● WHAT YOU HAVE TO DO
Transcribe, without any alteration, only the lines that begin at the line containing "Place one keypoint on each instance of the blue jeans" and run to the last line below.

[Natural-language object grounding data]

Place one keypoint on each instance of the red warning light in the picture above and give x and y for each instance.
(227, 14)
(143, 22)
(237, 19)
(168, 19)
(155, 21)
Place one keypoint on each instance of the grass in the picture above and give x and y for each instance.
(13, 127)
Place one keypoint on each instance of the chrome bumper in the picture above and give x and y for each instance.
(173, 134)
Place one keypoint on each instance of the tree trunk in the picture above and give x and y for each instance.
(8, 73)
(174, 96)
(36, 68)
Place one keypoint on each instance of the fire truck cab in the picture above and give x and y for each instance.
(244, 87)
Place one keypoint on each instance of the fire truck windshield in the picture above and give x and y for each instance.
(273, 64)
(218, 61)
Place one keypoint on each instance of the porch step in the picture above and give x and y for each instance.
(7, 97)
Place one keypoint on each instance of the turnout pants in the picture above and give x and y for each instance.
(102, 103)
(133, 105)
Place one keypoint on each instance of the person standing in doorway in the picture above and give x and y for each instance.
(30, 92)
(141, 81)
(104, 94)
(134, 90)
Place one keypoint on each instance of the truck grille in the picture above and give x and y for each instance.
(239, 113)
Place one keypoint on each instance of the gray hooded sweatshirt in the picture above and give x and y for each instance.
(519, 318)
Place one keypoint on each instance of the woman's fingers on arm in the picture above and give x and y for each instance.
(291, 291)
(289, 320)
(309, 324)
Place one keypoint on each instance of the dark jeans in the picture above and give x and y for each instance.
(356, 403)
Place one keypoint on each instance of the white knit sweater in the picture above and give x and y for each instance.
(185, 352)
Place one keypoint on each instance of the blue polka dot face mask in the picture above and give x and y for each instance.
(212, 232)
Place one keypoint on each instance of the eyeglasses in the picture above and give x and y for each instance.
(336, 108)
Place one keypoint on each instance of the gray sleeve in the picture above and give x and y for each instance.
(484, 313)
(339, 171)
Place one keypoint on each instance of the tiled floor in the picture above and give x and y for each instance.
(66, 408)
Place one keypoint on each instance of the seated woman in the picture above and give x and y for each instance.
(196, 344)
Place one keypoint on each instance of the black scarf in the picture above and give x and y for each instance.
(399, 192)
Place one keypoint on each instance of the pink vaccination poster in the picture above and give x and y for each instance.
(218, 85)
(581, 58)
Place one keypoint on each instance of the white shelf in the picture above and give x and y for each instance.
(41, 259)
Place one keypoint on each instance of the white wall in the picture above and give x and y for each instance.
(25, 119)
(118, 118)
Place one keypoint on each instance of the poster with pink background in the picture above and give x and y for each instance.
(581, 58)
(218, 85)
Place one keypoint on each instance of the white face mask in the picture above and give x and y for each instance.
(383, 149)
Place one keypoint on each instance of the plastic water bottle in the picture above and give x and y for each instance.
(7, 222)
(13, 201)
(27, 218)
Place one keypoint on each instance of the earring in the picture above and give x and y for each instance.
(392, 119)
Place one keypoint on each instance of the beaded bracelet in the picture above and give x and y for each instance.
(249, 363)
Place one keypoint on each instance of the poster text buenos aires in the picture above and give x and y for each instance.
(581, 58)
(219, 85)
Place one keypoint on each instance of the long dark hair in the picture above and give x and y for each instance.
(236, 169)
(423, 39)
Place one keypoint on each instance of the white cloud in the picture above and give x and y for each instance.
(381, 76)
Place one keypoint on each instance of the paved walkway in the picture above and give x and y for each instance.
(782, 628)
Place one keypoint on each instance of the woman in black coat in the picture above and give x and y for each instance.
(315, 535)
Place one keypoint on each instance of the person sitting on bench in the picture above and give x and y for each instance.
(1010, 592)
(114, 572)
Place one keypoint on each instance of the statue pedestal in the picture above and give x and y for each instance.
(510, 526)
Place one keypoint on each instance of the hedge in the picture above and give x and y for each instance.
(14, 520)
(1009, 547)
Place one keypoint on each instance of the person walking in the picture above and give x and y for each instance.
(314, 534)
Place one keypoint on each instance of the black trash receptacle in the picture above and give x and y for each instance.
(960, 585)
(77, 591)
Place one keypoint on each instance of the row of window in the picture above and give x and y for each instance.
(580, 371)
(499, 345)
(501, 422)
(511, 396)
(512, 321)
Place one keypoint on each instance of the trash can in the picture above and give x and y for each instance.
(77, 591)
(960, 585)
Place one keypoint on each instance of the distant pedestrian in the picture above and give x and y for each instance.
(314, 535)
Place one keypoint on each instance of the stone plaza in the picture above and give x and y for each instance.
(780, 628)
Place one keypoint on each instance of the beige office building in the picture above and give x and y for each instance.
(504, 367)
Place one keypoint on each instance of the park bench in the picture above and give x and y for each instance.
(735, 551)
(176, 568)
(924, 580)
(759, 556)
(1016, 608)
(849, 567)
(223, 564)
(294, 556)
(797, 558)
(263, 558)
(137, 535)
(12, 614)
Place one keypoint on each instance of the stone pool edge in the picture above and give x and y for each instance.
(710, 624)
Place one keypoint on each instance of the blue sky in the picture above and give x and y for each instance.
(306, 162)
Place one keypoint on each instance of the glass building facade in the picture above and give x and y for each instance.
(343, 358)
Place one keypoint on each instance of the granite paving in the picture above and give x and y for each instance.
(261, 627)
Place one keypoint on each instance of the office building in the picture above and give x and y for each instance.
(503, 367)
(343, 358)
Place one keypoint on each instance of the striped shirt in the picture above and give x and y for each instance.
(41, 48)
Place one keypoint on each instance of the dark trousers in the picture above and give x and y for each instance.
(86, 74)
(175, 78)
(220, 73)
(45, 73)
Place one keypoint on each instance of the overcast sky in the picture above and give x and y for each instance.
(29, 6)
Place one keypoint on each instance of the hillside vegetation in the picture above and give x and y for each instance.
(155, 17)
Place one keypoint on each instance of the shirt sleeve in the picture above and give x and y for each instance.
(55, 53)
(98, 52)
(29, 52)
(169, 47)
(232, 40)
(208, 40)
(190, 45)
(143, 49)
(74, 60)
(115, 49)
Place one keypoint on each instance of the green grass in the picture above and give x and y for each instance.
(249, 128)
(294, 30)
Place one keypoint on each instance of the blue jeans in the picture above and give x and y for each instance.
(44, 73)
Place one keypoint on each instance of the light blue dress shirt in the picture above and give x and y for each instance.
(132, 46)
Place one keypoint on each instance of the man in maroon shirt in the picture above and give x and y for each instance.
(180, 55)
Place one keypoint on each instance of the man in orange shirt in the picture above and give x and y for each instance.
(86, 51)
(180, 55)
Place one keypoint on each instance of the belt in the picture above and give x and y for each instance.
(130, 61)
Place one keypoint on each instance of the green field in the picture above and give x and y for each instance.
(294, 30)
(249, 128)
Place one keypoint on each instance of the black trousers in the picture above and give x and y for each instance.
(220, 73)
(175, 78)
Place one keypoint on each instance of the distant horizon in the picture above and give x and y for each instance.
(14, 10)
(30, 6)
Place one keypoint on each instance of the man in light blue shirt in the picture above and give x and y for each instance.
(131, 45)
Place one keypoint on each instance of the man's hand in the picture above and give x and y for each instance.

● EXERCISE RESULT
Place one keypoint on each instance of the blue jeans in the picture above and give x and y for each instance.
(44, 73)
Place one keypoint on each instance of the light blue dress shirt in the picture above and give x and y for each instance.
(132, 46)
Place one keypoint on each instance of the man in maroon shirt in the picture above and give x and y for each instance.
(180, 55)
Place one keypoint on each instance of the man in orange shirt in the picture above and give x and y for each instance.
(86, 51)
(180, 55)
Place one keypoint on each instance of the belt in the picture above and give x and y for each instance.
(130, 61)
Place one keypoint on each instance of the green field in the picture above and give x and y for each instance.
(294, 30)
(249, 128)
Place one keypoint on each instance of the black trousers in the picture above and give x and y for each instance.
(220, 73)
(175, 78)
Place one keypoint on each instance of the distant horizon in the picture above and give x and y for each instance.
(14, 10)
(30, 6)
Place one keypoint on each instance of the man in light blue shirt in the picture above and give x and y for each instance.
(131, 45)
Place one keypoint on each instance of the man's hand in the picture above and give x and y for each instance.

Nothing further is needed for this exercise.